Written instruction: With the pictures left out, reproduce exactly the lines running from the line with "target | window glass" to the last line of the material below.

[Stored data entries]

[BEGIN]

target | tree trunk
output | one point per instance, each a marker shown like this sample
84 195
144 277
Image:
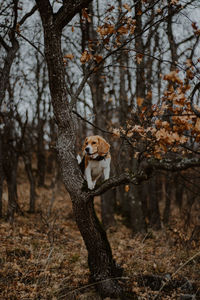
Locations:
101 263
29 172
108 203
102 266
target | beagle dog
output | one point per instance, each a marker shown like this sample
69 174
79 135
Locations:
96 159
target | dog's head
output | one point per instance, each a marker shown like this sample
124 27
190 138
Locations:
95 146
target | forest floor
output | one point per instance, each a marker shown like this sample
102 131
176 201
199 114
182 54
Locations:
42 255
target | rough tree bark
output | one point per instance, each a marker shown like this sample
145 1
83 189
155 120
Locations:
101 263
102 266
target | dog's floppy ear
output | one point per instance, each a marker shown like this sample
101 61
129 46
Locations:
83 148
103 146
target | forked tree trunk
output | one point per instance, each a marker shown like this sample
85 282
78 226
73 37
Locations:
101 263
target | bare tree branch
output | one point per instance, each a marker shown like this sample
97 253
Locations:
197 87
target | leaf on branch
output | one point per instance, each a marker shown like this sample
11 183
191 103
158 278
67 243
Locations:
98 58
69 56
139 57
140 101
126 6
127 188
18 28
116 132
122 30
85 15
85 57
106 29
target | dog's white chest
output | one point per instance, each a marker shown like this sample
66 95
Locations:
97 168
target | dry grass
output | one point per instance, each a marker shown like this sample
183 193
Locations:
42 255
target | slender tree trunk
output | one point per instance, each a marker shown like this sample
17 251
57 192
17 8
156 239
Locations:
108 202
29 172
101 263
1 176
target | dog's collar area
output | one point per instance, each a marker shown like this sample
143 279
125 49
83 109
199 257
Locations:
98 158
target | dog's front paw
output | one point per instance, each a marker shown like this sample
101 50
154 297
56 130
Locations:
90 186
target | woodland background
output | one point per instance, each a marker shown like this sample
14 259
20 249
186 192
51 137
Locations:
142 96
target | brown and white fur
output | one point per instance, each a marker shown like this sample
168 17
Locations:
96 159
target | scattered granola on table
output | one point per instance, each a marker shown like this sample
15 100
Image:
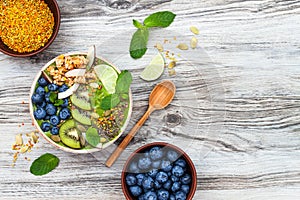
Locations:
21 148
25 26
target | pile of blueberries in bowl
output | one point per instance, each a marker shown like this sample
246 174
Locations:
47 112
159 171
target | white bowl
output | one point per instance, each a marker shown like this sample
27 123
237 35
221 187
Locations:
69 149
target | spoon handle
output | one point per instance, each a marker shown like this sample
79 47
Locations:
114 156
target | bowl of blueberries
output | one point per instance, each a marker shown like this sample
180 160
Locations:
159 171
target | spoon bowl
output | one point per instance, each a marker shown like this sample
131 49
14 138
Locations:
160 97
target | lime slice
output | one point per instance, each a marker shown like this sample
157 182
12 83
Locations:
155 69
108 76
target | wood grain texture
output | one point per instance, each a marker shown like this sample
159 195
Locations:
235 111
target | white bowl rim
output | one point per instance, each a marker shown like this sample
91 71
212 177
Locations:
68 149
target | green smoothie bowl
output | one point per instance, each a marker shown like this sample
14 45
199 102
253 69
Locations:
81 103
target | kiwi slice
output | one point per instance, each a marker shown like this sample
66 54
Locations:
80 102
81 117
70 135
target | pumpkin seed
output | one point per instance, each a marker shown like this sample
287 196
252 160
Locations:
34 137
183 46
194 42
159 47
102 140
172 65
194 30
55 138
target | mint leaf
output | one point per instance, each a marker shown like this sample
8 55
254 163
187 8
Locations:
110 101
58 102
92 136
137 24
160 19
53 97
138 44
123 82
44 164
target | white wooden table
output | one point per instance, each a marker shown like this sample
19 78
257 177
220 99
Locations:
235 111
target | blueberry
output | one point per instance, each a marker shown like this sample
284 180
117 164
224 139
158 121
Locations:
166 165
140 178
40 90
167 185
52 87
47 97
146 154
147 183
172 155
153 172
133 168
63 88
186 179
144 163
185 188
41 105
156 164
43 82
130 179
174 178
163 195
172 197
180 195
176 186
150 196
135 190
157 185
177 171
141 197
37 98
39 113
64 113
156 153
54 130
66 103
162 177
51 109
54 120
181 163
45 126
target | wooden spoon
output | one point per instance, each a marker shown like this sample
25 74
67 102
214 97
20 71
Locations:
160 97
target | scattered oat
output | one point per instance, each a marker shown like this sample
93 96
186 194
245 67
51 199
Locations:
172 64
194 30
183 46
20 147
194 42
19 139
172 72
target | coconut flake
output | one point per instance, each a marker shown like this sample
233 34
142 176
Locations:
68 92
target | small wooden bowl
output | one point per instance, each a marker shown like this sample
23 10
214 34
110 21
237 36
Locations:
53 6
190 167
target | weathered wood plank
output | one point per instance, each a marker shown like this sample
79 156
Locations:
237 104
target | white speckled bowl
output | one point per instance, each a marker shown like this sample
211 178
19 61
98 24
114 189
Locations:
65 148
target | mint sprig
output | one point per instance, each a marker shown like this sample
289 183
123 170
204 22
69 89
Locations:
139 40
159 19
44 164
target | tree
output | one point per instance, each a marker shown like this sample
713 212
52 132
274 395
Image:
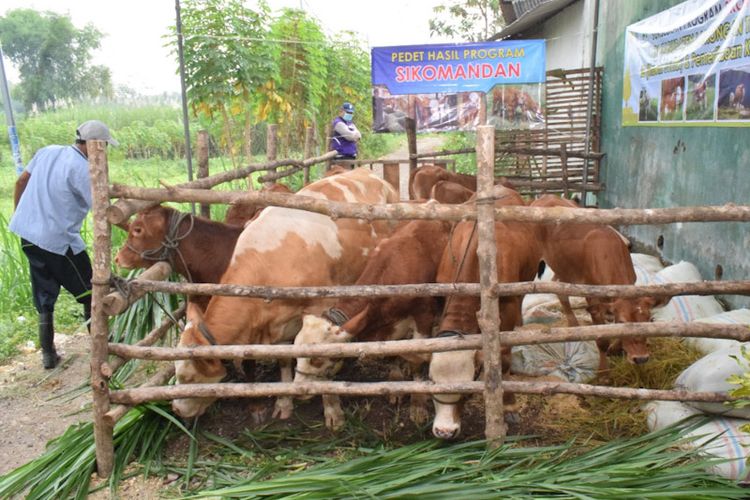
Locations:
467 20
294 96
226 58
53 57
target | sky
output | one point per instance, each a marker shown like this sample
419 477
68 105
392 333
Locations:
133 45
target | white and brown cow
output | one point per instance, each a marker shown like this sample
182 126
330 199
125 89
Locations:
284 247
518 256
410 255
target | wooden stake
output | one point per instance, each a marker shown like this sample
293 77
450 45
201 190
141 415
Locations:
411 140
202 152
309 137
489 311
143 394
98 171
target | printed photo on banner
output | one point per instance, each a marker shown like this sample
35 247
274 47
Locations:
689 65
459 86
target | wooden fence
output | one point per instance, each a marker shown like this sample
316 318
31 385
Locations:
109 406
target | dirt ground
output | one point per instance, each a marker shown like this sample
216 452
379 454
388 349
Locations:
37 405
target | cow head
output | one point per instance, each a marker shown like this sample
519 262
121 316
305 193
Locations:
317 330
195 371
145 233
625 310
450 367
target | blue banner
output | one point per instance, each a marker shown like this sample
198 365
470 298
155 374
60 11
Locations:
453 68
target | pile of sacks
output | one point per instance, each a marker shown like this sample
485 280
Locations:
578 361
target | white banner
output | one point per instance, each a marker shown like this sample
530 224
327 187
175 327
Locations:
689 66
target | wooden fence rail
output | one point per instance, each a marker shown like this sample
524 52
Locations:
447 289
634 216
229 390
416 346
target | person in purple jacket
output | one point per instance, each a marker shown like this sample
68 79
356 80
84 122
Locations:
345 133
52 197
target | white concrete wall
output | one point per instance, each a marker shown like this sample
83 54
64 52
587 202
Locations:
568 36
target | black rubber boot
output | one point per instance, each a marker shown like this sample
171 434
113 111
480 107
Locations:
47 340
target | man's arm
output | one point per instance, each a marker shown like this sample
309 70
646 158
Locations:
346 133
21 183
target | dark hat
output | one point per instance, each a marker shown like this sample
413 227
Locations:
94 130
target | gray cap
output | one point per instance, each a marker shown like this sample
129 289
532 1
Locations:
94 130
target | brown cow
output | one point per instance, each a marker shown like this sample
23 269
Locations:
198 248
284 247
518 256
410 255
424 178
595 254
450 192
240 213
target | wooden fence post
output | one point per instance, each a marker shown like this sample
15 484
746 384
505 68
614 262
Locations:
489 312
202 147
100 370
309 137
411 140
271 145
564 166
392 175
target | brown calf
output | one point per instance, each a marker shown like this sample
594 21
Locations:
410 255
518 256
198 249
595 254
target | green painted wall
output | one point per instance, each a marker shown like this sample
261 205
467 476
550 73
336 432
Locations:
655 167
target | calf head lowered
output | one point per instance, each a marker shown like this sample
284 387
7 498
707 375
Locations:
317 330
624 310
196 371
451 367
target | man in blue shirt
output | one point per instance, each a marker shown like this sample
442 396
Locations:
52 197
345 133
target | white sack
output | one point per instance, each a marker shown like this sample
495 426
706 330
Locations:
684 308
710 374
571 361
706 345
731 445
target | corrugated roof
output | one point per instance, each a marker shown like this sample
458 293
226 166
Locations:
530 13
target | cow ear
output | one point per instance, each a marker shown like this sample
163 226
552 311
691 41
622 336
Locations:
194 313
341 334
653 302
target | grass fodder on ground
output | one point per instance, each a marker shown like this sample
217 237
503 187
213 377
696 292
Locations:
646 466
65 469
565 416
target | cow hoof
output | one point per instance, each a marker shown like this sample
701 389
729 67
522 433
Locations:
335 419
512 418
258 413
451 433
283 408
418 413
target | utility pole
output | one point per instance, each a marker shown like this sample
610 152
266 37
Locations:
12 134
185 119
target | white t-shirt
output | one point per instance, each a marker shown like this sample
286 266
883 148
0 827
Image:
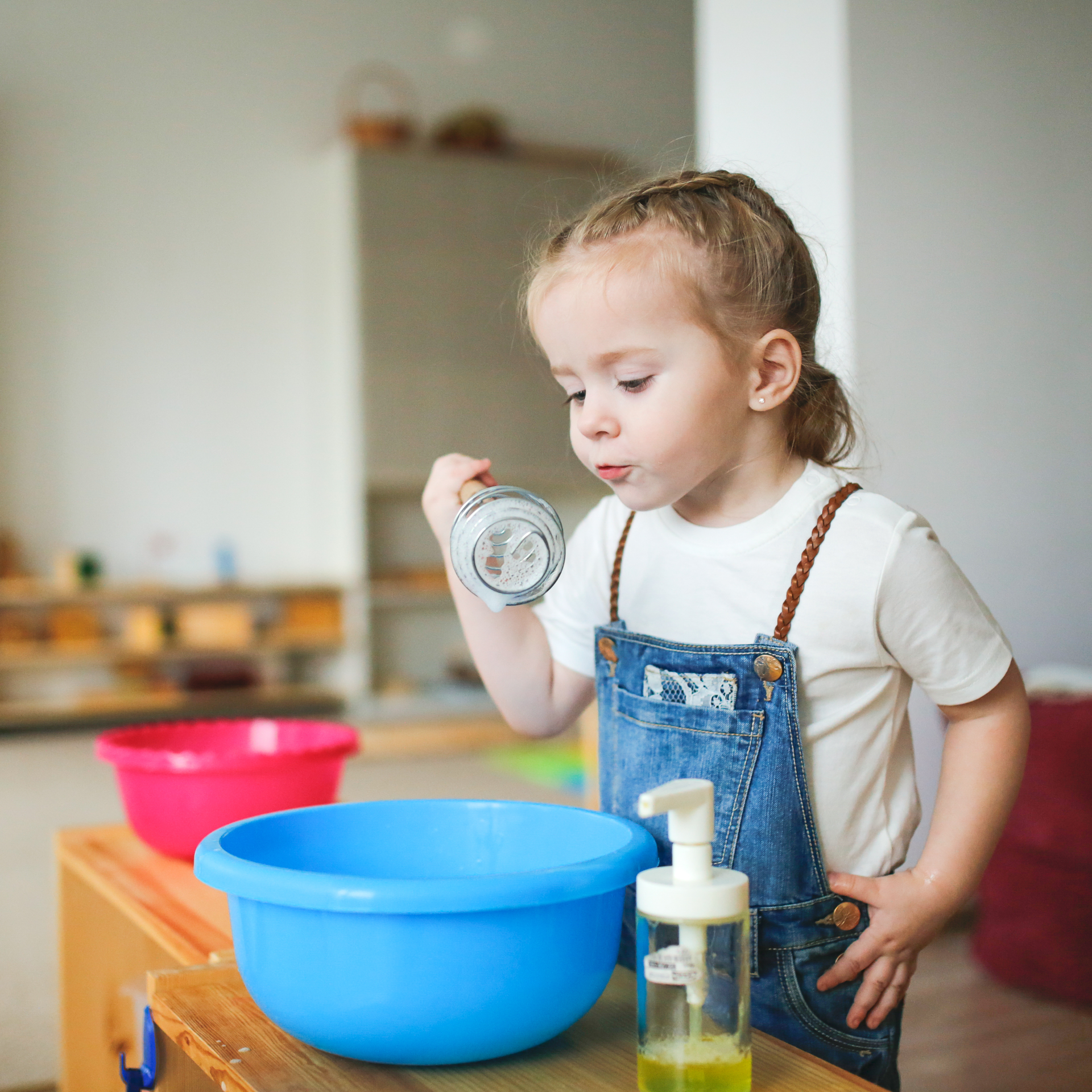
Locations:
885 605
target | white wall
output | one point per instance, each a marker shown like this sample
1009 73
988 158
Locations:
167 375
772 82
938 152
973 233
974 258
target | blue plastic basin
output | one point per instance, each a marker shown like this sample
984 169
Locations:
426 932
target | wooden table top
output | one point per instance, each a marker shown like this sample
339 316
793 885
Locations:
206 1010
210 1015
160 895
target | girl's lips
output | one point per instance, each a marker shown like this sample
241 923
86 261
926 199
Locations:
609 473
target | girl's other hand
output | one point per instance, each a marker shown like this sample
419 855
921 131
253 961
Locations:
905 913
440 499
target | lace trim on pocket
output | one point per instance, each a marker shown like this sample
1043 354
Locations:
689 688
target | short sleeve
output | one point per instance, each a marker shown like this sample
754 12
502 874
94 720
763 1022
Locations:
932 622
581 599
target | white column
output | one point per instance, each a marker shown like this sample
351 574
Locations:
774 101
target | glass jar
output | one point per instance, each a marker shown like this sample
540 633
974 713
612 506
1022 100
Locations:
507 546
694 1006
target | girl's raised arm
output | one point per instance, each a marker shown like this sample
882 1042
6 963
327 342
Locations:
535 695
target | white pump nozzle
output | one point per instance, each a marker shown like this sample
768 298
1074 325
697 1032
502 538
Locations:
689 805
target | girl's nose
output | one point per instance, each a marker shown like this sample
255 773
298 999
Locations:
597 422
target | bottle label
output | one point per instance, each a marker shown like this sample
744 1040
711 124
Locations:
672 967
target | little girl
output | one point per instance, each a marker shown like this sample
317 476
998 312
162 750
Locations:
680 317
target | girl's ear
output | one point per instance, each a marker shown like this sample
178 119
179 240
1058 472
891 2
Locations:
776 370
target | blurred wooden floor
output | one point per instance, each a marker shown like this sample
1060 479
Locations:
965 1032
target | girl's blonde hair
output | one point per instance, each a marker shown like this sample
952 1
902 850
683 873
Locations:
757 273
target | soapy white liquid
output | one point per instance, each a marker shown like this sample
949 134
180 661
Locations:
510 556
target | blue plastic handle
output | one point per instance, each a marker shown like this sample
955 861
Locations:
136 1080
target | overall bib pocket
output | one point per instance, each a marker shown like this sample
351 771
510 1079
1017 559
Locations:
720 745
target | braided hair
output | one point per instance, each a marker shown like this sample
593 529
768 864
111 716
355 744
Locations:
757 273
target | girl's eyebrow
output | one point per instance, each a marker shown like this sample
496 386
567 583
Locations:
604 359
619 354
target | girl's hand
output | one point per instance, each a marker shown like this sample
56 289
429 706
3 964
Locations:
905 913
440 499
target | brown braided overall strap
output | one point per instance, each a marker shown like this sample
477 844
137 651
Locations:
807 560
616 573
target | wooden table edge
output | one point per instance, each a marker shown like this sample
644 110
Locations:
174 942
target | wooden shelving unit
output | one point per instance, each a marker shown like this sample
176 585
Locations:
281 660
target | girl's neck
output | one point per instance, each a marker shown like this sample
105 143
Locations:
742 491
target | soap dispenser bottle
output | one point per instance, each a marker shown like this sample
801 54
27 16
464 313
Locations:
693 955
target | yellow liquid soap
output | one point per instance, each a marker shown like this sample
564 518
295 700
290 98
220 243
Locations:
712 1064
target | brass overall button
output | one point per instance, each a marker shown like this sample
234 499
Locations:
768 669
846 915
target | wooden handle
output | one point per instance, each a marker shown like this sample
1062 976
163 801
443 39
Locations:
469 489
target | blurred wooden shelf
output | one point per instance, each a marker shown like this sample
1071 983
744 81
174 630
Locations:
410 589
20 594
45 655
130 708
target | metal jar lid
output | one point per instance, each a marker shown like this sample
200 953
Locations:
507 546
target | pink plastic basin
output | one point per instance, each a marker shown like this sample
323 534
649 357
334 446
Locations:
183 781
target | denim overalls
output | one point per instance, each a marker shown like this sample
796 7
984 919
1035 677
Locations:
729 713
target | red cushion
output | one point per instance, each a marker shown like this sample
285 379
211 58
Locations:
1035 925
1053 814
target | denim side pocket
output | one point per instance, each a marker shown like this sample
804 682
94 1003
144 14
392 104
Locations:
820 1027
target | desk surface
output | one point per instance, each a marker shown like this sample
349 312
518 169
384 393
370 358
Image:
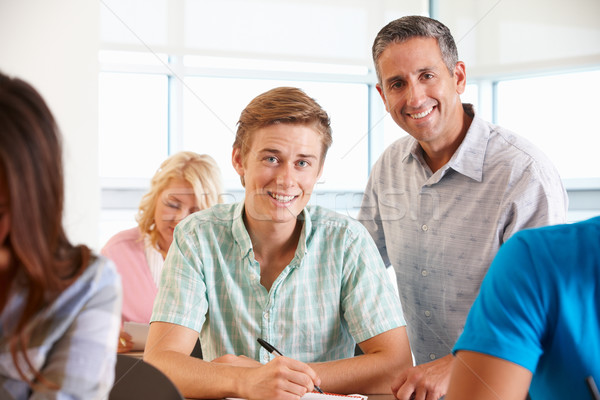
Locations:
372 397
140 354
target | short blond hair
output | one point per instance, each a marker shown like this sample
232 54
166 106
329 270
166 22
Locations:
199 170
282 105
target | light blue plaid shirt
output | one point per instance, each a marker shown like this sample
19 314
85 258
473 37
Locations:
334 292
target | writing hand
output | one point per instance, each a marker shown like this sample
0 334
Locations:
427 381
280 379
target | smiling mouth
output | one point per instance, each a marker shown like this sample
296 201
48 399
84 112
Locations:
422 114
282 198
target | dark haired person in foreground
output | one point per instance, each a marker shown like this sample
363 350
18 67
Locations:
60 304
305 279
535 325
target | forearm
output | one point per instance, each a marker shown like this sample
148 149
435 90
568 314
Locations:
366 374
196 378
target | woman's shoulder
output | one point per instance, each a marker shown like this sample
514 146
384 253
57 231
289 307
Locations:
127 238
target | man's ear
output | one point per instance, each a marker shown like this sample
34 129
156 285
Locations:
460 77
237 162
380 90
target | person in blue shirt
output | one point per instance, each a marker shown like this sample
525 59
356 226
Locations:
535 325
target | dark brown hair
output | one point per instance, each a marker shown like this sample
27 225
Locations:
43 263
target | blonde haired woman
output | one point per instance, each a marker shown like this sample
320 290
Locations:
185 183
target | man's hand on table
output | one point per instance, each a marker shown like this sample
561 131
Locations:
427 381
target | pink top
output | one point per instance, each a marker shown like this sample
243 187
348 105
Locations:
126 250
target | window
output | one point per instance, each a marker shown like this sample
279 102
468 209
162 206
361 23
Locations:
133 117
558 114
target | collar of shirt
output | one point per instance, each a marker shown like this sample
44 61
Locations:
242 238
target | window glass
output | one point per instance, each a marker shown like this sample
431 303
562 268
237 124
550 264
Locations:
313 29
139 22
212 107
133 124
558 114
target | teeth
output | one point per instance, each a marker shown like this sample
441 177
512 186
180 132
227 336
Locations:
283 199
421 115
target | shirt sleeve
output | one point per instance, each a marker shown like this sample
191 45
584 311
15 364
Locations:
82 360
369 215
370 301
182 297
507 319
538 199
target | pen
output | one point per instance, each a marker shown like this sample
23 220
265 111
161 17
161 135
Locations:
271 349
593 388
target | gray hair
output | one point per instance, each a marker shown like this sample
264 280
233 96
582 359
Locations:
402 29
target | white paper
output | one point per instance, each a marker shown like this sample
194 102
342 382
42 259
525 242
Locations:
326 396
138 332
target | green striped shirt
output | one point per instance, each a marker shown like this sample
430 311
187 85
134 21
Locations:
335 291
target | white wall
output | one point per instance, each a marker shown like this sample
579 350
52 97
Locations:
54 46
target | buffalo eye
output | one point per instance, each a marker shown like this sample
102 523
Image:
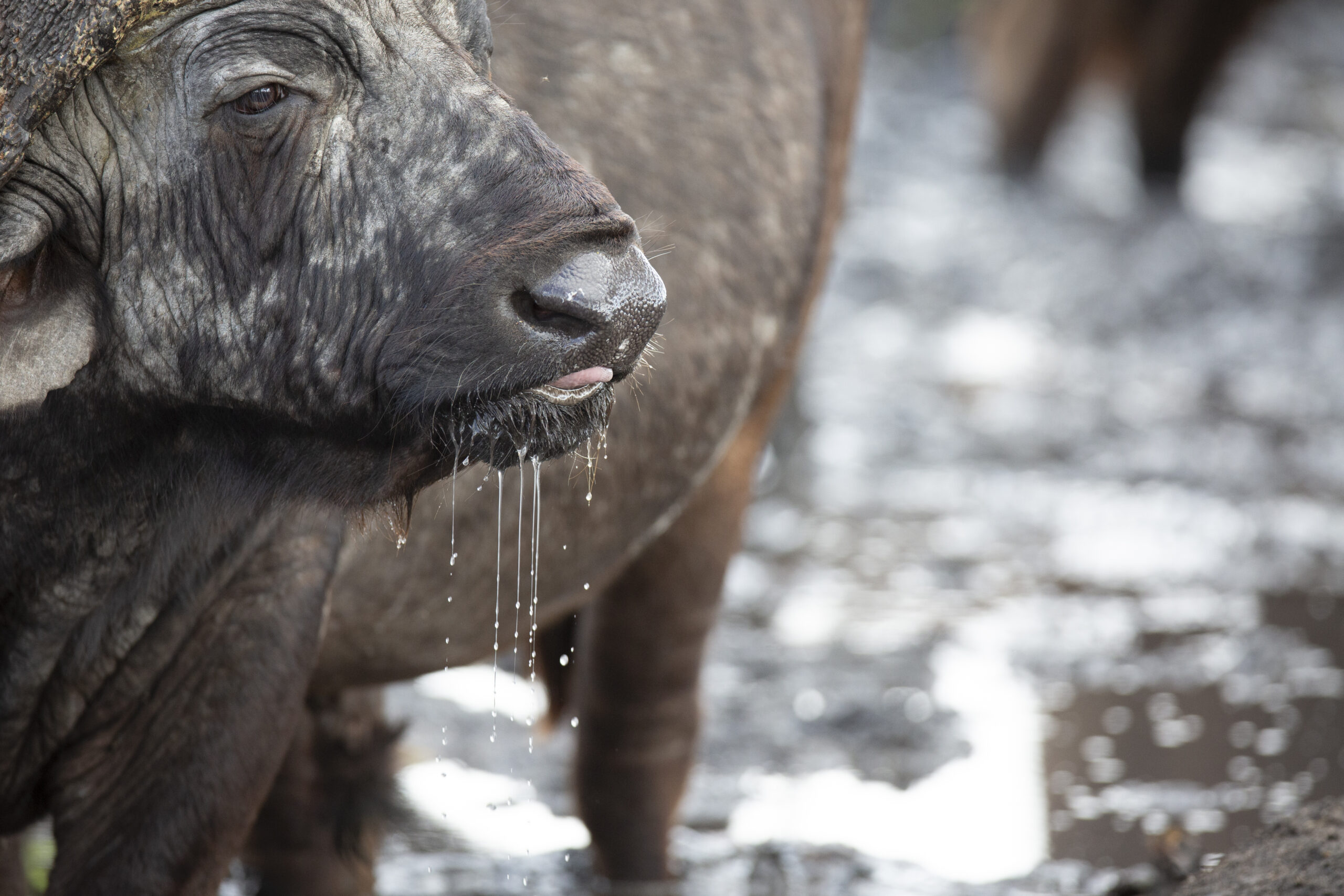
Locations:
260 100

[END]

Result of the task:
target | window glass
output | one point per instance, each a marker shown like this sample
431 303
562 268
237 124
550 264
Locations:
313 29
139 22
212 107
133 124
558 114
target | teeth
output | one point per instance, each a marker shown like this sample
441 177
512 186
180 132
227 336
Locations:
283 199
421 115
target | shirt sleeve
output | one point per instance, each a marker shown like this sample
191 45
584 311
15 364
Locations:
82 360
369 215
370 301
182 297
507 319
538 199
target | pen
output | one point per instance, each a marker shown like this sample
23 220
265 111
161 17
161 135
Locations:
271 349
593 388
target | gray hair
output | one point per instance, each a marker shown like this sample
264 280
233 96
582 359
Locations:
402 29
target | white paper
output | one point per instance, each a marker shown like this sample
194 102
342 382
42 259
525 242
Locations:
326 396
138 332
target | green striped shirt
output | one point per instance, each a marker shown like this sample
430 311
187 85
134 21
Locations:
335 291
target | white wall
output | one point per instance, each a marker shown like this sample
579 350
52 97
Locations:
54 46
target | buffalo eye
output | one point per instance, each a marker shown like this sample
102 523
Image:
Locations:
260 100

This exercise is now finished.